TAREFAS A REALIZAR:
1. Transcreva fielmente o trecho do texto sobre o apagão docente compreendido entre "O que vem sendo" e "inerente à valorização.", inclusive.
2. De acordo com o texto sobre o apagão docente, a quantos professores pode chegar o déficit na educação básica em 2040?

TEXTO DO EXERCÍCIO:
==*==

Não é estratégia, é lei; todo ano, em janeiro, deve haver o reajuste do piso salarial do magistério. A meta 17 do Plano Nacional de Educação (PNE 2014/2024) estabelece valorizar os profissionais do magistério das redes públicas da educação básica equiparando seus rendimentos médios aos demais profissionais com a mesma escolaridade. Sim, é um importante meio de dar o devido valor à carreira, mas só isso não resolve.
O que vem sendo chamado de “apagão docente” representa um forte alerta para que a carreira do professor seja priorizada em nosso país, já que é justamente ele o principal fator de aprendizagem dos estudantes. Buscar melhorias para a educação não deve se limitar aos projetos e ações para que os alunos alcancem os melhores resultados; ainda que, concomitantemente, são necessários esforços investidos para uma formação docente adequada, capaz de ser atrativa a bons candidatos para a carreira, e, sobretudo, para o reconhecimento de seu valor profissional – para muito além de uma remuneração compatível, ainda que esta seja condição inerente à valorização.
É preciso romper com essa corrente enquanto ainda há tempo de evitar o apagão docente, valorizando a carreira desde a sua formação.
Os números alarmantes que resultam na previsão de escassez docente para um horizonte logo ali, no máximo 20 anos, são indicados em resultados de diversas pesquisas desenvolvidas nos últimos anos, dentre elas uma publicada pela Semesp, entidade que representa mantenedoras de ensino superior do Brasil. Fatores como a baixa procura pelos cursos de licenciatura, levando muitas instituições, especialmente as particulares, a extinguirem a oferta. O abandono da profissão se dá por conta da precariedade das condições de trabalho – que vão desde a infraestrutura até as situações de violência em sala de aula –, mas também à defasagem quantitativa entre professores com até 24 anos, em início de carreira, e aqueles com 55 anos ou mais, encerrando sua trajetória profissional. Isso significa a previsão de um déficit de professores na educação básica que pode chegar a 235 mil, em 2040. Isso porque, considerando uma proporção de 20 pessoas entre três e dezessete anos para cada docente em atividade na educação básica, serão necessários 1,97 milhão de professores para atender a demanda daqui a 17 anos.
Porém, se a porcentagem de crescimento de ingressantes nos cursos de licenciatura continuar diminuindo na proporção em que está hoje – entre 2010 e 2020, enquanto os demais cursos superiores tiveram crescimento de 76%, as licenciaturas aumentaram em 61% –, esse número de docentes não será alcançado.

==*==

(Itens do conjunto de dados)
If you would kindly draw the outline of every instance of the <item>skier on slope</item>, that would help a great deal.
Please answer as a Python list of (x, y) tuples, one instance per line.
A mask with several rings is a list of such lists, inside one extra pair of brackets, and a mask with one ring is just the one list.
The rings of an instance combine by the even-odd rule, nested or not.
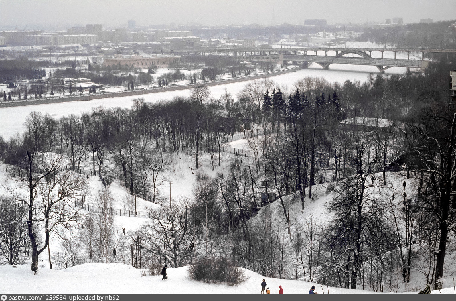
[[(163, 268), (161, 269), (161, 275), (162, 276), (163, 276), (161, 278), (161, 280), (165, 280), (165, 277), (166, 277), (166, 268), (167, 268), (167, 267), (168, 267), (168, 265), (165, 265), (165, 266), (164, 266)], [(168, 277), (166, 277), (166, 279), (167, 279), (167, 278), (168, 278)]]
[(266, 282), (264, 282), (264, 280), (263, 280), (263, 282), (261, 282), (261, 292), (260, 294), (264, 294), (264, 288), (266, 287)]

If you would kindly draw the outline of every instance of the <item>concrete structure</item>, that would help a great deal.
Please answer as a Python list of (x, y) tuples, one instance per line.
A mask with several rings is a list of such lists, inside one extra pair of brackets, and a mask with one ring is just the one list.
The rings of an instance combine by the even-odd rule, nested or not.
[(26, 45), (25, 36), (30, 35), (40, 35), (42, 31), (0, 31), (0, 36), (5, 37), (5, 44), (11, 46)]
[(268, 62), (278, 65), (282, 65), (283, 64), (284, 55), (283, 54), (269, 54), (268, 55), (257, 55), (252, 56), (248, 57), (242, 57), (240, 59), (246, 61), (250, 61), (258, 62)]
[(103, 67), (109, 66), (115, 68), (120, 64), (122, 66), (138, 69), (146, 69), (149, 67), (167, 68), (177, 66), (181, 62), (181, 57), (177, 56), (156, 54), (147, 57), (142, 55), (131, 56), (89, 57), (89, 62)]
[(136, 27), (136, 21), (135, 20), (128, 20), (128, 28), (133, 29)]
[[(328, 55), (329, 52), (327, 49), (325, 51), (325, 55), (318, 55), (316, 51), (312, 52), (314, 52), (313, 55), (308, 55), (307, 51), (304, 52), (303, 55), (285, 55), (284, 56), (283, 59), (284, 61), (292, 61), (295, 62), (301, 62), (305, 66), (307, 66), (310, 62), (316, 62), (323, 67), (325, 70), (329, 69), (329, 65), (332, 63), (368, 65), (376, 66), (380, 72), (383, 72), (386, 69), (394, 67), (406, 67), (407, 68), (425, 68), (429, 63), (429, 61), (422, 60), (383, 58), (383, 52), (381, 58), (372, 57), (370, 53), (368, 54), (366, 53), (367, 51), (364, 52), (361, 50), (335, 51), (336, 55), (333, 56)], [(357, 54), (359, 57), (343, 56), (348, 54)], [(395, 57), (395, 55), (394, 56)]]
[(163, 37), (177, 37), (179, 36), (192, 36), (193, 33), (188, 30), (169, 31), (165, 31)]
[(97, 41), (96, 35), (43, 34), (26, 36), (25, 44), (27, 45), (89, 45)]
[(402, 18), (393, 18), (393, 24), (403, 24), (404, 20)]
[[(308, 55), (307, 52), (311, 52), (312, 55)], [(320, 53), (319, 54), (319, 52)], [(381, 53), (380, 58), (374, 58), (372, 56), (373, 52), (378, 52)], [(394, 53), (394, 58), (384, 58), (383, 53), (385, 52)], [(324, 55), (322, 55), (322, 52)], [(398, 52), (406, 53), (407, 58), (396, 58)], [(410, 59), (410, 53), (421, 52), (421, 59)], [(301, 53), (301, 54), (299, 54)], [(401, 67), (407, 68), (425, 68), (429, 62), (424, 60), (425, 53), (428, 54), (431, 60), (433, 57), (437, 55), (441, 57), (442, 55), (450, 53), (456, 53), (456, 49), (416, 49), (394, 48), (296, 48), (292, 49), (280, 48), (256, 48), (256, 49), (189, 49), (187, 51), (175, 52), (175, 54), (181, 53), (189, 55), (194, 54), (196, 55), (223, 55), (225, 56), (233, 55), (235, 57), (246, 57), (256, 55), (265, 56), (271, 54), (283, 54), (283, 60), (291, 61), (295, 62), (302, 62), (303, 65), (307, 66), (309, 62), (314, 62), (319, 64), (325, 69), (328, 69), (329, 65), (332, 63), (349, 64), (353, 65), (367, 65), (375, 66), (381, 72), (393, 67)], [(345, 54), (354, 54), (358, 57), (344, 57)], [(329, 54), (329, 55), (328, 55)], [(333, 54), (333, 55), (331, 55)]]
[(326, 26), (326, 20), (323, 19), (308, 19), (304, 20), (304, 25)]
[(434, 19), (430, 18), (428, 19), (420, 19), (420, 23), (434, 23)]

==*==

RESPOSTAS DAS TAREFAS:
1.
O que vem sendo chamado de “apagão docente” representa um forte alerta para que a carreira do professor seja priorizada em nosso país, já que é justamente ele o principal fator de aprendizagem dos estudantes. Buscar melhorias para a educação não deve se limitar aos projetos e ações para que os alunos alcancem os melhores resultados; ainda que, concomitantemente, são necessários esforços investidos para uma formação docente adequada, capaz de ser atrativa a bons candidatos para a carreira, e, sobretudo, para o reconhecimento de seu valor profissional – para muito além de uma remuneração compatível, ainda que esta seja condição inerente à valorização.

2. Pode chegar a 235 mil professores.